What is required
Each line of the listing that includes the string "clicks" is to be identified and copied.
::: Data provided :::
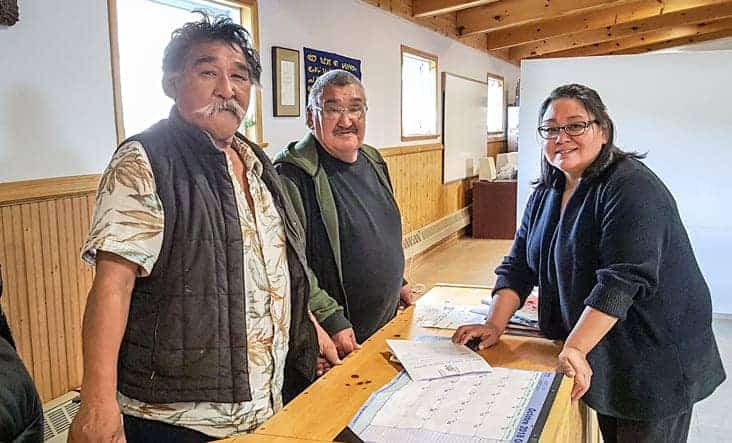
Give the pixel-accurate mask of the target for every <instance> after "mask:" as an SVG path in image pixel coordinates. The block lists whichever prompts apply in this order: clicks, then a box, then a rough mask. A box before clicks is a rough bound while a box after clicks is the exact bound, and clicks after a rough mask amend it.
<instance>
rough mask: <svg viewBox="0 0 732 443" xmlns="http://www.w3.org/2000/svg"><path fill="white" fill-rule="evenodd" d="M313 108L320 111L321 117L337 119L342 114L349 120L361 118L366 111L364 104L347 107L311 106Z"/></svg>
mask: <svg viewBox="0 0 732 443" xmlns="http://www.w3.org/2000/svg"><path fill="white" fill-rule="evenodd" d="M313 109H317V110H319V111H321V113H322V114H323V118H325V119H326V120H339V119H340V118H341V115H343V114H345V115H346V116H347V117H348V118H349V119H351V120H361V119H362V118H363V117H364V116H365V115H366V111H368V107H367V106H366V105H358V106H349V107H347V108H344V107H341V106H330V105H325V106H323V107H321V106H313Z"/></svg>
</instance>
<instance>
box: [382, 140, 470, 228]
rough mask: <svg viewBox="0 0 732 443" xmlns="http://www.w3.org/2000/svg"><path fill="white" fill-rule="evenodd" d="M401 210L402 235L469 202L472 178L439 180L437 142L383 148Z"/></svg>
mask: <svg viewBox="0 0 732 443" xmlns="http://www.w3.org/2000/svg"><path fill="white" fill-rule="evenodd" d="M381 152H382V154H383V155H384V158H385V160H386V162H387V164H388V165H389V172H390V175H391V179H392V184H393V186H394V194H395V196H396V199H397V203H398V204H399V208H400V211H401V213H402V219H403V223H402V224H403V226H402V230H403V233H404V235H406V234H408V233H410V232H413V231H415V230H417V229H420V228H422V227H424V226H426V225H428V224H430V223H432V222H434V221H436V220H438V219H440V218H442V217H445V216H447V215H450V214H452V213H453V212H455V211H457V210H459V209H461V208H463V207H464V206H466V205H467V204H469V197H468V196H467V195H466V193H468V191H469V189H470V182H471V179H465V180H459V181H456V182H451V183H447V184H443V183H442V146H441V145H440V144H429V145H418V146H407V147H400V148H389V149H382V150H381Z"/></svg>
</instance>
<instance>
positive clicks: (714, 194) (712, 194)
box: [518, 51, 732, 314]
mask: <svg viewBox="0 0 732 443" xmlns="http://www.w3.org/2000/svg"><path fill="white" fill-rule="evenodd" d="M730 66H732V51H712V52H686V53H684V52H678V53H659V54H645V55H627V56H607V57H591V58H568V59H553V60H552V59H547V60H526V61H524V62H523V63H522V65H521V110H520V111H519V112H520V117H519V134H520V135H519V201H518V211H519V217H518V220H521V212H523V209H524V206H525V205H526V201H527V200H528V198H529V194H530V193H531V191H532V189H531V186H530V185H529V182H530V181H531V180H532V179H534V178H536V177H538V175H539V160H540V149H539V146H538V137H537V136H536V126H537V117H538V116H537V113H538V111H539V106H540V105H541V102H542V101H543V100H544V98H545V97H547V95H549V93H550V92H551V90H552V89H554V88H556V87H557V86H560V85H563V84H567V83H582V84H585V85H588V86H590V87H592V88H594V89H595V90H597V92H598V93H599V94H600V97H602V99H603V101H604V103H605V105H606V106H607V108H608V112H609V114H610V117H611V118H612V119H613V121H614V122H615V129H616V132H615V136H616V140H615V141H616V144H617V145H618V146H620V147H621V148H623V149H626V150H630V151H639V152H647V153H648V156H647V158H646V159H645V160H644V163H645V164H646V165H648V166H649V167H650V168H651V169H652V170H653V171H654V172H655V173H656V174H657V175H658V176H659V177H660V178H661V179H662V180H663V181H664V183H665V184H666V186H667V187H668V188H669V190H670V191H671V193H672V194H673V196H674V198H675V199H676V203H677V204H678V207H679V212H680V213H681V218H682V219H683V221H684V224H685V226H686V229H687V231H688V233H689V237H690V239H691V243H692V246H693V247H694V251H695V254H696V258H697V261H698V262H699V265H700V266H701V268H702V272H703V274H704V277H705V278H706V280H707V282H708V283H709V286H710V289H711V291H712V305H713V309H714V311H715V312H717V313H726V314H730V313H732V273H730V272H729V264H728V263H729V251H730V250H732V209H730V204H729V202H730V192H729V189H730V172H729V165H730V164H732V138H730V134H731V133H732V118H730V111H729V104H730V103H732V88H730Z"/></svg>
:::
Task answer
Give the pixel-accurate mask of the target for every <instance> after "mask:" as an SVG path in image pixel coordinates. The block lists whichever prompts apply in this order: clicks, then a box, then a rough mask. A box before clicks is a rough bound while a box after clicks is the exact bound, and clicks after a rough mask amend it.
positive clicks: (714, 194) (712, 194)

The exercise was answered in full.